SOURCE PASSAGE:
America’s leading climate and environmental groups including Natural Resources Defense Council (NRDC), Energy Foundation, and Environmental Defense Fund have not responded to repeated queries about evidence that China is forcing Uyghur Muslims to make the solar panels that the three groups promote as a core solution to climate change.
Why, then, aren’t they calling for a ban on solar panels made in China?
Conflicts of Interest
Yesterday, the Solar Energy Industries Association issued a set of guidelines, or a “protocol,” for solar panel companies to use to avoid the use of genocide labor. “Solar customers expect their products to be ethically produced, and this protocol helps ensure that solar products coming into the United States are not made using forced labor,” it says.
But conditions in Xinjiang are determined by the Chinese government which is repressing the Muslim population. “It has become almost impossible to talk of voluntary labor among a group of people who are in immediate danger of being incarcerated for no reason whatsoever,” said a Xinjiang expert.
Noted the Wall Street Journal, “Chinese manufacturers aren’t always transparent about where they are getting their raw materials, and wafer makers sometimes mix polysilicon from Xinjiang and other regions together.”
China supplies more than 80% of the world’s polysilicon, the base ingredient for panels. Xinjiang produces half of global production, according to Bloomberg New Energy Finance. The U.S., by contrast, produces less than 5% of the world’s solar-grade polysilicon.
The Association did not respond to my query as to whether or not it would support a ban on solar panels from China until the protocol can be implemented. Republicans have introduced legislation to ban solar panels made in China but have not been joined by Democrats.
Meanwhile, the Chinese government shows no sign of supporting a relocation of its solar panel industry from Xinjiang, and continues to deny claims of genocide.
NRDC, EDF, and Energy Foundation receive over $100 million each from mostly anonymous donors. One of EDF’s largest donors is oil, gas and renewables investor Julian Robertson, who has donated $60 million to EDF and sits on EDF’s governing board.
All three have large offices in China. People close to the organizations told me on background that their offices would be jeopardized if any of these groups criticized China for genocide.
In 2018, a “senior strategic director” with NRDC published a book, Will China Save the Planet? a book which praised the country for “leading the development of a global system of green finance.”
After NRDC was criticized by members of Congress for being too cozy with China, an NRDC spokesperson said, “We’re proud of our work, in China and elsewhere, helping to create a more sustainable future for everyone.”
Last year, BlackRock raised $5 billion for its Global Energy & Power Infrastructure Fund which invested in businesses connected with “renewable energy (solar, wind, hydro and waste-to-energy).”
The same relationships bind EDF. “EDF has served as an advisor on China’s highest international advisory body on the environment,” the organization’s Chinese staff boast, “which reports directly to the Premier every year.”

DATA SHOWN:

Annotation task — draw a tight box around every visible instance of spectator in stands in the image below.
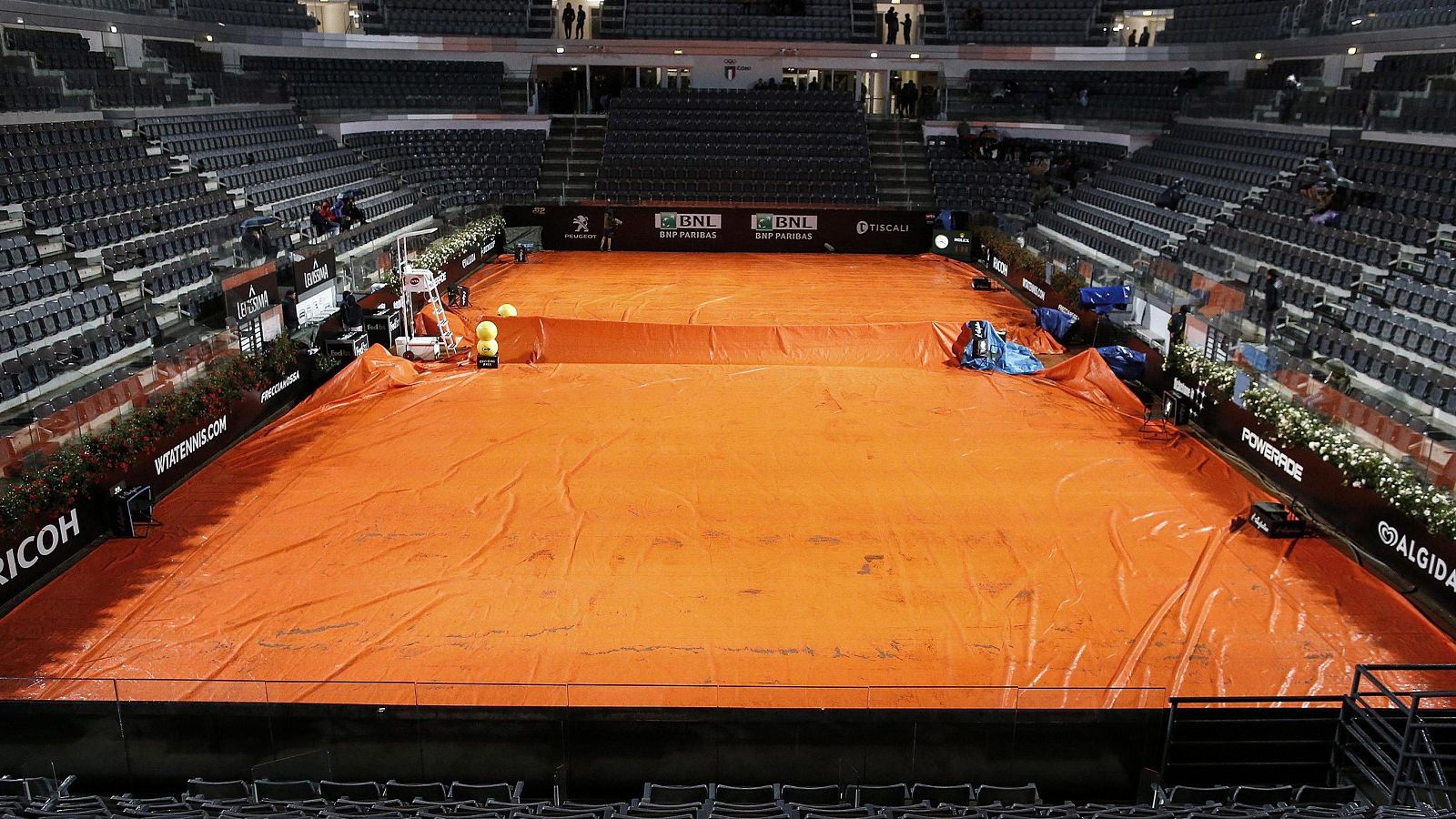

TO DO:
Carry the article on solar panels and forced labor in Xinjiang forward from its final sentence. The listing has no connection to the article on solar panels and forced labor in Xinjiang.

EXERCISE RESPONSE:
Some environmentalists like Columbia University’s Director of the Center for Sustainable Development Director, Jeffrey Sachs, recently called the genocide claim “flimsy.” “There are credible charges of human rights abuses against Uighurs,” he adds, “but those do not per se constitute genocide.”
However, the parliaments of the United Kingdom, Canada, the Netherlands and many other nations have described China’s policy as one of genocide.
After I emailed Sachs, who was head of Columbia’s Earth Institute from 2002 to 2016, to ask if he accepted funding from the Chinese government, he replied, “I have no funding from the Chinese government. None at the Center, and none of my projects when I was director of the Earth Institute. Of the approximately 850 staff of more than 25 centers at the Earth Institute, I do not know.”
On Twitter, Sachs wrote, “I respect Huawei’s technologies, its vision of ICT for development, and the many benefits of Huawei technologies for sustainable development. I was not and am not paid by Huawei.” Then, 13 days later, after being criticized for his involvement with Huawei, Sachs deleted his Twitter account.
The Chinese government claims that it is fighting terrorism in Xinjiang, an argument Sachs repeated.
Some Democrats recognize that China’s treatment of the Uyghurs is a problem for solar. “We know we have solar supply chain issues,” said Senator Mark Kelly (D-AZ) at a Senate hearing last month.
But, noted Bloomberg, “Biden can’t just flip a switch to make the problem go away. Instead, his team may have to come up with a phased strategy to address the issue,” and that would take years to implement.
And even if China were to move all of its solar panel production out of Xanjiang, China’s genocide would continue. “Episodes of forced labor have also been reported in Chinese facilities outside Xinjiang,” notes the New York Times.
So Much for “Never Again”
CNNreported last year that China is torturing many of the two million Muslim that are being held in concentration camps in Xinjiang. Like reporters from Vice and Bloomberg, CNN reporters were constantly followed and harassed by secret Chinese police, including demands for identification at 1 am in the reporter’s hotel room.
“It’s nearly impossible to freely report on the hundreds of thousands of people that are likely languishing in camps right now,” the CNN correspondent repeated. “And that means that the rest of the world can’t really see what’s going on there.”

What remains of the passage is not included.